[GIVEN RECORDS — start]
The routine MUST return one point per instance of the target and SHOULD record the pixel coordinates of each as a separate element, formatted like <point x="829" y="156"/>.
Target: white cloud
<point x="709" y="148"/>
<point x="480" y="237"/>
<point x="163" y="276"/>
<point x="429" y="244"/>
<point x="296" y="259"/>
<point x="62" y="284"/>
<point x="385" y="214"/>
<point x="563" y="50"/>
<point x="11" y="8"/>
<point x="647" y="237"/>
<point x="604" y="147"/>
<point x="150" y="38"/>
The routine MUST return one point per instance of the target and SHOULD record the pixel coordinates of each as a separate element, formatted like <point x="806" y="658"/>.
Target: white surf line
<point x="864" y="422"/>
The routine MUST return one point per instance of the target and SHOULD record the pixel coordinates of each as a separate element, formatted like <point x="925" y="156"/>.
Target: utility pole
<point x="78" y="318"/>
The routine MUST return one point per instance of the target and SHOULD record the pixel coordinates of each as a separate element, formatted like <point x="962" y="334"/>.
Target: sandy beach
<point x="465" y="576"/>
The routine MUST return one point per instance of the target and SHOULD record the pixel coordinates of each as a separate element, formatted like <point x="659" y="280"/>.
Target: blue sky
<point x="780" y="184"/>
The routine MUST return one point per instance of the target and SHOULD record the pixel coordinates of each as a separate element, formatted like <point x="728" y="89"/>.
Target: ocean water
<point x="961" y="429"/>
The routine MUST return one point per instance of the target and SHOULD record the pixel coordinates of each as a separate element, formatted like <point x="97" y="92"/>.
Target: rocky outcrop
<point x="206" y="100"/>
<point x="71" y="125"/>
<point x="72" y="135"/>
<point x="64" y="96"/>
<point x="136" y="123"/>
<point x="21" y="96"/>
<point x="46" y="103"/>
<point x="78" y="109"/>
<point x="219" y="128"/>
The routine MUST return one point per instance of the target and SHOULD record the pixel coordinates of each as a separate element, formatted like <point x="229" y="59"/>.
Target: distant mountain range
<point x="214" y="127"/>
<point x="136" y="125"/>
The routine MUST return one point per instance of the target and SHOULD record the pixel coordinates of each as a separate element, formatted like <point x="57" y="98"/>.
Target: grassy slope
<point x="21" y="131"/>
[GIVEN RECORDS — finish]
EXERCISE:
Retype the records exactly.

THE ANSWER:
The routine MUST return one point per instance of the target and SHOULD record the pixel coordinates of each as a separate element, formatted like <point x="829" y="156"/>.
Target: white cloud
<point x="709" y="148"/>
<point x="480" y="237"/>
<point x="163" y="276"/>
<point x="429" y="244"/>
<point x="296" y="259"/>
<point x="62" y="284"/>
<point x="385" y="214"/>
<point x="563" y="50"/>
<point x="11" y="8"/>
<point x="647" y="237"/>
<point x="604" y="147"/>
<point x="150" y="38"/>
The routine MUST return one point per instance of the target and SHOULD record the pixel coordinates of each as a separate element, formatted like <point x="806" y="658"/>.
Target: white surf line
<point x="864" y="422"/>
The routine MUST return one point per instance of the target and SHOULD record the pixel coordinates of each as a separate element, formatted like <point x="925" y="156"/>.
Target: utility pole
<point x="78" y="318"/>
The routine MUST return one point per instance of the target and SHOULD record the pixel coordinates of each as a separate element, formatted like <point x="962" y="334"/>.
Target: sandy beach
<point x="465" y="576"/>
The routine MUST return one point per instance of the target and SHOULD record the pixel coordinates of each as a separate element, formatted like <point x="659" y="280"/>.
Target: blue sky
<point x="780" y="184"/>
The routine MUST return one point per instance of the target and SHOULD record the pixel coordinates of each as a separate element, formatted like <point x="728" y="89"/>.
Target: ocean water
<point x="961" y="429"/>
The routine MUST return one point per instance of the target and SHOULD record the pixel coordinates of each as a separate element, formatted like <point x="97" y="92"/>.
Target: rocky outcrop
<point x="206" y="100"/>
<point x="71" y="125"/>
<point x="72" y="135"/>
<point x="64" y="96"/>
<point x="136" y="123"/>
<point x="21" y="96"/>
<point x="46" y="103"/>
<point x="78" y="109"/>
<point x="219" y="128"/>
The routine MUST return one point per instance of the target and SHOULD record the pixel coordinates of each as a separate element, formatted like <point x="229" y="59"/>.
Target: distant mountain range
<point x="214" y="127"/>
<point x="136" y="125"/>
The routine MUST return one point per instance of the target and SHOULD record the pixel coordinates of each as a separate element, formatted like <point x="57" y="98"/>.
Target: grassy slope
<point x="21" y="131"/>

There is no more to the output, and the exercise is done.